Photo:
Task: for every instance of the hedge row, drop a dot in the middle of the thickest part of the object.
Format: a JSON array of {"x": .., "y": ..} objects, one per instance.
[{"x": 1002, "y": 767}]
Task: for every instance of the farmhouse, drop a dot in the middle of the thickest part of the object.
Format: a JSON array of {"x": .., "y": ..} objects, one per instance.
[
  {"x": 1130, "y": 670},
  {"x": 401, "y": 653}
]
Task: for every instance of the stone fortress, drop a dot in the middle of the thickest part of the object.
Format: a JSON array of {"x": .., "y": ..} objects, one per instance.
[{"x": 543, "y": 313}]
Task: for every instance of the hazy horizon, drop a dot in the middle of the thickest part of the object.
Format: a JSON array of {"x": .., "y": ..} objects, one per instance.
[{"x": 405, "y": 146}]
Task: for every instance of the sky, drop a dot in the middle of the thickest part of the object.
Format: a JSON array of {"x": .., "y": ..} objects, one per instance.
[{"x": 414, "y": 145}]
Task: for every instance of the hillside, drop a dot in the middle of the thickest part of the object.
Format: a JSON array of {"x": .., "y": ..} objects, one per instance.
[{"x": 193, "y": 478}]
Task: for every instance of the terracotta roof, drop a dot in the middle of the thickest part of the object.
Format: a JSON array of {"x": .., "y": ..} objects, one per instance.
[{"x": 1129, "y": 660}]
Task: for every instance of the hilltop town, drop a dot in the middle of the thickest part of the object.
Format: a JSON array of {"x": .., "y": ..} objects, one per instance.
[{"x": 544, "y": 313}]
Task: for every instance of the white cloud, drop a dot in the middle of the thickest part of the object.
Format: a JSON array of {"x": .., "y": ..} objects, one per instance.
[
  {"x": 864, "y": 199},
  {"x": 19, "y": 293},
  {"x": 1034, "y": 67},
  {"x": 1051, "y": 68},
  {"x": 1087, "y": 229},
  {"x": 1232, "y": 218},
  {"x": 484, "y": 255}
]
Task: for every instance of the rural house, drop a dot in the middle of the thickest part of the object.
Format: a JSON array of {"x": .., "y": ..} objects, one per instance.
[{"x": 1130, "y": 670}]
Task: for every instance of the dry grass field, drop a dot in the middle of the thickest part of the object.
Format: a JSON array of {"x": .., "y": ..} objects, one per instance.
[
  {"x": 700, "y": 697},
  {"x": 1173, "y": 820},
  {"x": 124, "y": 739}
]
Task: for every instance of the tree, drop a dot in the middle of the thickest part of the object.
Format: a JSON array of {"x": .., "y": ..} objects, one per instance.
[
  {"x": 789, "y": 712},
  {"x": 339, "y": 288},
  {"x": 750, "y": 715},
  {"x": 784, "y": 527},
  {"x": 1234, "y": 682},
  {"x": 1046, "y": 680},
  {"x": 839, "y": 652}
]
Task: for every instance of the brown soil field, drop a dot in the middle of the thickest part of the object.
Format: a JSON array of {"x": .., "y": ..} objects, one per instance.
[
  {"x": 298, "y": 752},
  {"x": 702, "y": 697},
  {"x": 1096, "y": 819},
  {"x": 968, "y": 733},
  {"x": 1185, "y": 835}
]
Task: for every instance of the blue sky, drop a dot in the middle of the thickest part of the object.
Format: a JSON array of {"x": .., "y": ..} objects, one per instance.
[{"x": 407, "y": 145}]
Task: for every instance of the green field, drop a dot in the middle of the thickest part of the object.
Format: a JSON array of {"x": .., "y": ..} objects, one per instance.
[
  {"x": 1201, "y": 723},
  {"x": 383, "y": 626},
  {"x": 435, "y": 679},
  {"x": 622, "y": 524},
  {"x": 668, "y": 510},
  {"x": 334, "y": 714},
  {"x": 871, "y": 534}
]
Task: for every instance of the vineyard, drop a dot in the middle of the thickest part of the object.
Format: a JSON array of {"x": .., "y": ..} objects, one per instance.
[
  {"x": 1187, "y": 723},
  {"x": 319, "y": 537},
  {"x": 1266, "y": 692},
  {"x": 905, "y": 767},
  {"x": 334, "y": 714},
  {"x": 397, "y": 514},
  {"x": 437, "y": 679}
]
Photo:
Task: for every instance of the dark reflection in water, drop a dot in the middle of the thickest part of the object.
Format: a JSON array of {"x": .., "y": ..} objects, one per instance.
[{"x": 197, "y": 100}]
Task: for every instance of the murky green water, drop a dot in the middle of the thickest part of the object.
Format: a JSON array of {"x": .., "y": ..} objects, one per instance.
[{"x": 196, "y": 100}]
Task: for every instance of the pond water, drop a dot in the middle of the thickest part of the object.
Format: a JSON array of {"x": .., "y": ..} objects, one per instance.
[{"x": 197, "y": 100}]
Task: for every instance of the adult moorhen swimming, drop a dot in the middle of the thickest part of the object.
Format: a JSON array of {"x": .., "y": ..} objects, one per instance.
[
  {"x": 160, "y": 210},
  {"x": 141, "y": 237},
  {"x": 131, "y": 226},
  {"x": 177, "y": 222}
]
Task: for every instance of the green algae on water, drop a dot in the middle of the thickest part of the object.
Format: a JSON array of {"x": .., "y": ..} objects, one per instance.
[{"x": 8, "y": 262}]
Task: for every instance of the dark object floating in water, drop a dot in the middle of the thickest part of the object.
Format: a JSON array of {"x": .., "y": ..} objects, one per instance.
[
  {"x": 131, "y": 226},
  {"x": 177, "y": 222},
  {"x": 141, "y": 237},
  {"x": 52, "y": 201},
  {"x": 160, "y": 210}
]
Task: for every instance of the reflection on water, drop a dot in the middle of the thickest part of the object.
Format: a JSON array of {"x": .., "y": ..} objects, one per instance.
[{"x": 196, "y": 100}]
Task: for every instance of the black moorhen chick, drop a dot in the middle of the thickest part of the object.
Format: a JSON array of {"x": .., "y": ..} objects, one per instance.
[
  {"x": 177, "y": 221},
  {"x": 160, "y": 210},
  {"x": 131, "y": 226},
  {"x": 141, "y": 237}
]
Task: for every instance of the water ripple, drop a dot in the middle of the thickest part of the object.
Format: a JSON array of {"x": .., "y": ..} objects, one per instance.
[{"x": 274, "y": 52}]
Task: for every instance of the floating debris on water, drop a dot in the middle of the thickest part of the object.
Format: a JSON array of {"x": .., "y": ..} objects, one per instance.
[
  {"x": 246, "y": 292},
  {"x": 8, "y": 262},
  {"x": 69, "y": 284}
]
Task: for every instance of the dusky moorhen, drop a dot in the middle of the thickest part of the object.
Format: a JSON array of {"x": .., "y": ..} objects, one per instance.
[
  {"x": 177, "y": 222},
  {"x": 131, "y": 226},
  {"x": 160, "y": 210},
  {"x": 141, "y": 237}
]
==
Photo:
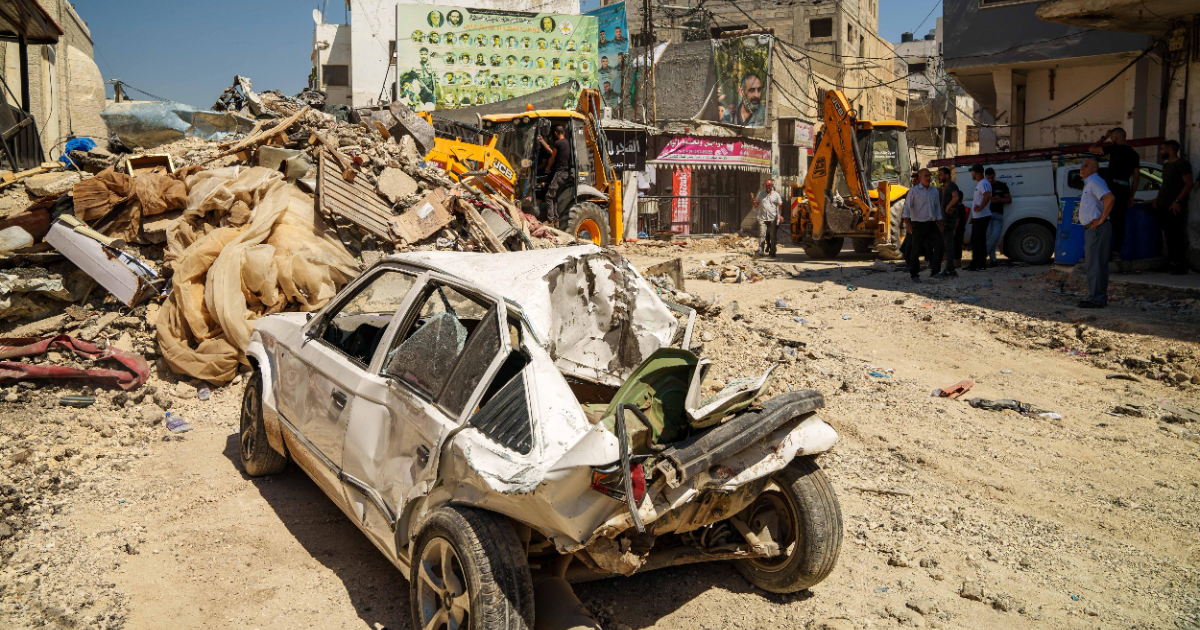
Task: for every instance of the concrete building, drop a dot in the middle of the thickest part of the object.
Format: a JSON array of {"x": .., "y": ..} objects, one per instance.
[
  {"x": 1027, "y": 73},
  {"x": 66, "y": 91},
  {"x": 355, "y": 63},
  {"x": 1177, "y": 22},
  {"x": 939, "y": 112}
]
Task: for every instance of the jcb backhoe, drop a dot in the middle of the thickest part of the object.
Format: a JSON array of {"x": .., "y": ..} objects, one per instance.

= REQUEST =
Extract every row above that contains the word "floating", and copy each such line in full.

= COMPLETE ANSWER =
Task: for every instance of the dark object floating in water, drop a dot in the middle of the thickest part of the object.
Task: for every instance of the floating debris on water, drop a dot in the middle of the thickest part of the object.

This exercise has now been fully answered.